▶ **Data for this task**
********

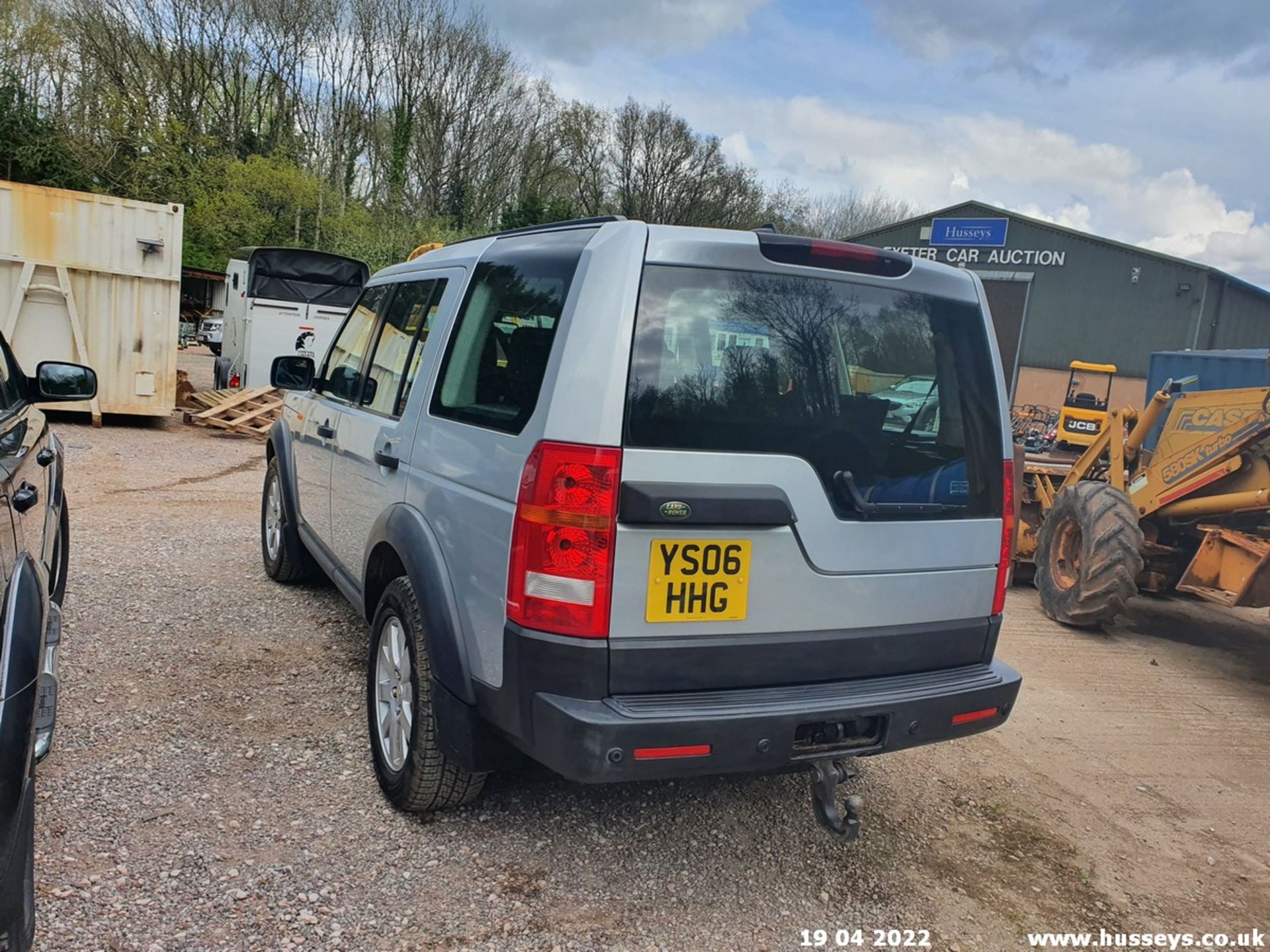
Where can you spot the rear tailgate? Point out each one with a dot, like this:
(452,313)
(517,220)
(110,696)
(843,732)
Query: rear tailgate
(745,555)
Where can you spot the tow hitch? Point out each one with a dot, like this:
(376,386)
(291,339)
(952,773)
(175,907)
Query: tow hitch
(826,777)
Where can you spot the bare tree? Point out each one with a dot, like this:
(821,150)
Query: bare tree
(847,214)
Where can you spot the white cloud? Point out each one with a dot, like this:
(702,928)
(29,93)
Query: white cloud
(737,149)
(1096,187)
(1074,216)
(575,31)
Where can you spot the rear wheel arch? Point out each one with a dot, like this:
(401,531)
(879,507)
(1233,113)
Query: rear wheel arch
(24,608)
(403,543)
(278,447)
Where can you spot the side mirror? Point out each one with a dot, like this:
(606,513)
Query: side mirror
(55,380)
(292,372)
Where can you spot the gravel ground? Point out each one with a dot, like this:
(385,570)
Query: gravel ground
(211,783)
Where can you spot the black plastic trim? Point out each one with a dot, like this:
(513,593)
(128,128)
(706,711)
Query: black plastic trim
(417,546)
(639,504)
(536,662)
(281,442)
(720,662)
(593,743)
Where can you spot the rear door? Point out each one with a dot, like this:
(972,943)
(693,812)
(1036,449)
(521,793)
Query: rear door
(375,433)
(314,416)
(781,520)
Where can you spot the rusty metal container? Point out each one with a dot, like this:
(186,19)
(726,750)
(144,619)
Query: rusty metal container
(95,280)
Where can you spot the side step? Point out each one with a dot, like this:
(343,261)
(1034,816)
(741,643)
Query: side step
(46,701)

********

▶ **Written task**
Extract all the entries word for word; omit any pictures.

▶ **Solution to the problem**
Where can you spot the rear tailgate? Point out each one with a dot, like this:
(452,313)
(517,220)
(110,696)
(843,732)
Query: rear tailgate
(745,555)
Where can you spot the tow hitch? Point out each one with a dot, like this:
(376,386)
(291,339)
(952,773)
(175,907)
Query: tow hitch
(826,777)
Where can you spot the bare tree? Point out each one with a dot, like this:
(821,150)
Query: bare tree
(847,214)
Where can you spot the white cloud? Point out each one with a dot, like this:
(702,928)
(29,93)
Query: white cloud
(737,149)
(1096,187)
(1074,216)
(575,31)
Where can you spot the rear wheel arch? Point out each one with a dot, like this:
(401,531)
(879,507)
(1233,113)
Query: rear wheel arch
(24,608)
(403,543)
(278,447)
Where can you spot the side mirror? Point out each one with a dot, like this:
(606,513)
Query: side mirror
(55,380)
(292,372)
Where can you spot the gravel ground? Point out each one with a dot, like this:
(385,570)
Query: gravel ground
(211,783)
Where can you spot the black plastic trim? Point out each one with a dot, like this:
(513,593)
(128,128)
(706,711)
Query: black plastic trim
(417,546)
(639,504)
(536,662)
(281,442)
(720,662)
(593,743)
Where can you spot the rear door? Point out each one with a dot, like this:
(972,943)
(693,812)
(1036,449)
(521,793)
Query: rear door
(375,433)
(314,416)
(781,520)
Where can you spot the rusty metal container? Point out each one with a dot, like this:
(186,19)
(726,750)
(144,619)
Query: rusty metal container
(95,280)
Where can you spot the side step? Point out each one with a dot, like this:
(343,261)
(1034,816)
(741,643)
Query: side step
(46,701)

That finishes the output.